Enhanced cleaning of hospital intensive care units reduces the risk of methicillin-resistant staphylococcus aureus (MRSA) infection for patients placed in a room previously occupied by someone with MRSA, a new study finds. This was reported in the US’s 29 March edition of HealthDay News.
Researchers compared MRSA rates among patients admitted to 10 ICUs at a 750-bed academic medical centre before and after implementation of an enhanced cleaning program.
The program included inspections of cleaning efforts and feedback to staff, changing how the disinfectant was applied (from pouring from bottles onto cleaning cloths to immersing cloths in buckets), and educating staff about the importance of repeatedly immersing the cloths in buckets during cleaning.
The rate of MRSA infections among patients in rooms previously occupied by patients with MRSA decreased from 3 percent (305 of 10,151) to 1.5 percent (182 of 11,849) after introduction of the enhanced cleaning program.

◇ ◇ ◇ ◇

QUESTIONS ON THE MATERIAL –
a - Return the part of the MRSA study summary from "The program included" up to and including "the enhanced cleaning program.", copied word for word.
b - How many intensive care units did the researchers in the MRSA study summary include in their comparison?
c - Using the MRSA study summary, explain what result supports the finding that enhanced cleaning lowers MRSA risk for patients placed in rooms previously occupied by someone with MRSA.
The records have no connection to the MRSA study summary.

◇ ◇ ◇ ◇

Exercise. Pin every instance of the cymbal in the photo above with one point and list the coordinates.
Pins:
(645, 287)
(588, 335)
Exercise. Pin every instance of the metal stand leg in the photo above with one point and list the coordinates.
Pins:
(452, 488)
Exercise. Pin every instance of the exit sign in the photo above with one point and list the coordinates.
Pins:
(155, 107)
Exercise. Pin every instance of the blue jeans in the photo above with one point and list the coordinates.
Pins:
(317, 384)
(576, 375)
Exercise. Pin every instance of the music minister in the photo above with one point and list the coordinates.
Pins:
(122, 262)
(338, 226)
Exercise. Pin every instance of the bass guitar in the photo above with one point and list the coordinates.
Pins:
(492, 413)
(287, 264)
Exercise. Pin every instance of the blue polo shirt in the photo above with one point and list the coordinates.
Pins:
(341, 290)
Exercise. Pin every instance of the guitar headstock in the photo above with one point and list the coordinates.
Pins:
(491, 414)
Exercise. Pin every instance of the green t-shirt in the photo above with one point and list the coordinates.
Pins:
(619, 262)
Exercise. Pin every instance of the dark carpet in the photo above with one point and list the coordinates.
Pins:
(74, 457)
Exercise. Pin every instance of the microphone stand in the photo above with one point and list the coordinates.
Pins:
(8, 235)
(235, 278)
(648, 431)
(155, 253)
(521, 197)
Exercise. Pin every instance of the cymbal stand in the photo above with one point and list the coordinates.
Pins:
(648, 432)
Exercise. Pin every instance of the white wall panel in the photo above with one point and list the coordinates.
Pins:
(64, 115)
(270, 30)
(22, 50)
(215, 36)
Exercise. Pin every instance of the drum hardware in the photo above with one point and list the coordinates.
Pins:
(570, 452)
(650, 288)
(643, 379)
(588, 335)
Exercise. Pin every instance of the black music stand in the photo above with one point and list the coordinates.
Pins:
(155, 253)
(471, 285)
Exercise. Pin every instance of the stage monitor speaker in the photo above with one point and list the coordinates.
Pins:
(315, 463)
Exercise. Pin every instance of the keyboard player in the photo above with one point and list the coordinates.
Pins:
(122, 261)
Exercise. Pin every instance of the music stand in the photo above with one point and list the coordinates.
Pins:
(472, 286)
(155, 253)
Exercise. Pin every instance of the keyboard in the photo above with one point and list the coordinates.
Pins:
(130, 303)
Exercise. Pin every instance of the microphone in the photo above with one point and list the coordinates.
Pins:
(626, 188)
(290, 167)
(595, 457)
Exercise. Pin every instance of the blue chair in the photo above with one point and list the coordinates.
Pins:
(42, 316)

◇ ◇ ◇ ◇

PROBLEM SOLUTIONS –
a -
The program included inspections of cleaning efforts and feedback to staff, changing how the disinfectant was applied (from pouring from bottles onto cleaning cloths to immersing cloths in buckets), and educating staff about the importance of repeatedly immersing the cloths in buckets during cleaning.
The rate of MRSA infections among patients in rooms previously occupied by patients with MRSA decreased from 3 percent (305 of 10,151) to 1.5 percent (182 of 11,849) after introduction of the enhanced cleaning program.

b - Ten ICUs at a 750-bed academic medical centre.

c - For patients in rooms previously occupied by patients with MRSA, the MRSA infection rate fell from 3 percent (305 of 10,151) before the enhanced cleaning program to 1.5 percent (182 of 11,849) after it was introduced.